GIVEN REQUEST.
Rescale the lines below from the one containing "wall, one per instance" through the end of the lines, both included: repeat every line, requests too, multiplying each coordinate in the answers by 1.4 and rounding to whole numbers with halves going up. Return only those lines.

EXTRACTED RECORDS.

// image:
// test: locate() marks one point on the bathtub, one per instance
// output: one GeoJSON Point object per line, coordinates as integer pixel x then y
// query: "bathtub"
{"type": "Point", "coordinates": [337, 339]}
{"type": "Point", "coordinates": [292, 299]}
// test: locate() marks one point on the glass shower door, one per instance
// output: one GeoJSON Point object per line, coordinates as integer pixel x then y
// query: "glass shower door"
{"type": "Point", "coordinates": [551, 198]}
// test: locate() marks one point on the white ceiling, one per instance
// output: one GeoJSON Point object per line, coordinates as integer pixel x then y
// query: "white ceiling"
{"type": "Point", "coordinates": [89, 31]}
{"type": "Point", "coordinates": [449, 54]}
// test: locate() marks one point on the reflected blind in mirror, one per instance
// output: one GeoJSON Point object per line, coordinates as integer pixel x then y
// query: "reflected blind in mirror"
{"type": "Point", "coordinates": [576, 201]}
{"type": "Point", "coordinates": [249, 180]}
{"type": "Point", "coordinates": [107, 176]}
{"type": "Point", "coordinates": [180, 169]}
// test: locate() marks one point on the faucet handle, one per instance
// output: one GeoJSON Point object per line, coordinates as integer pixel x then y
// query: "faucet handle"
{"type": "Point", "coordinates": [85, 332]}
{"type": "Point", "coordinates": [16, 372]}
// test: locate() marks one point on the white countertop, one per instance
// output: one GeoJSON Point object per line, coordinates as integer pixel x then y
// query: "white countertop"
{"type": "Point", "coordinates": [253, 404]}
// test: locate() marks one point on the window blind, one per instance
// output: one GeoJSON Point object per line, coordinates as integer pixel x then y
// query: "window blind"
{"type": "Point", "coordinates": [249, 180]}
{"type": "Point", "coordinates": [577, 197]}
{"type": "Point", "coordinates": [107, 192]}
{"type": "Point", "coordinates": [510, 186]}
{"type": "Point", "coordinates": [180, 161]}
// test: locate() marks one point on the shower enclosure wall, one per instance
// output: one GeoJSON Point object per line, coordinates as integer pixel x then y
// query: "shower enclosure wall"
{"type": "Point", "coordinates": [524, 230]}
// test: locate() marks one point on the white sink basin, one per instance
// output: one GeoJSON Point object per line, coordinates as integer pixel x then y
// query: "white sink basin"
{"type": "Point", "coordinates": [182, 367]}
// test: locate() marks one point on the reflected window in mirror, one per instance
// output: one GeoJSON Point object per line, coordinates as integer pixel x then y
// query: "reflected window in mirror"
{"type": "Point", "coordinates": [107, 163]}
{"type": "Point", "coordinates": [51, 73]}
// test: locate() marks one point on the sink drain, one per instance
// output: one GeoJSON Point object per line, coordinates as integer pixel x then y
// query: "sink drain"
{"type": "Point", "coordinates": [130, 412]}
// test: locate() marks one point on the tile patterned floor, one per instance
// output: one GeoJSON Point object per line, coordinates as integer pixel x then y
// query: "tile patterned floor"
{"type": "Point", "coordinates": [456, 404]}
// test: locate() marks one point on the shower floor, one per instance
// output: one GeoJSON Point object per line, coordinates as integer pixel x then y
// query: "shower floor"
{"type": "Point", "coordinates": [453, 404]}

SOLUTION FOR THIS EXERCISE.
// test: locate() marks one point on the shower enclosure wall, one per instance
// output: one GeoJSON Point object per line, coordinates as integer pixel x then y
// query: "shower enclosure wall"
{"type": "Point", "coordinates": [734, 322]}
// test: locate() marks one point on the white sink basin, one per instance
// output: one GeoJSON Point object per line, coordinates as integer pixel x then y
// query: "white sink basin"
{"type": "Point", "coordinates": [255, 514]}
// test: locate() marks one point on the reflected window in mirror, one per instance
// output: one GeoJSON Point object per line, coordinates as integer pixel x then y
// query: "reflected window in mirror"
{"type": "Point", "coordinates": [150, 228]}
{"type": "Point", "coordinates": [71, 102]}
// test: locate() marks one point on the sink drain, one per instance
// output: one GeoJSON Point object per line, coordinates as integer pixel x then y
// query: "sink drain"
{"type": "Point", "coordinates": [182, 577]}
// test: locate() marks one point on the tile patterned floor, one per instance
// output: one GeoJSON Point object per line, coordinates as integer pixel x then y
// query: "tile patterned floor"
{"type": "Point", "coordinates": [638, 566]}
// test: locate() marks one point on the shower floor, one per instance
// output: one GeoJSON Point object per line, coordinates as integer pixel x then y
// query: "shower floor"
{"type": "Point", "coordinates": [634, 566]}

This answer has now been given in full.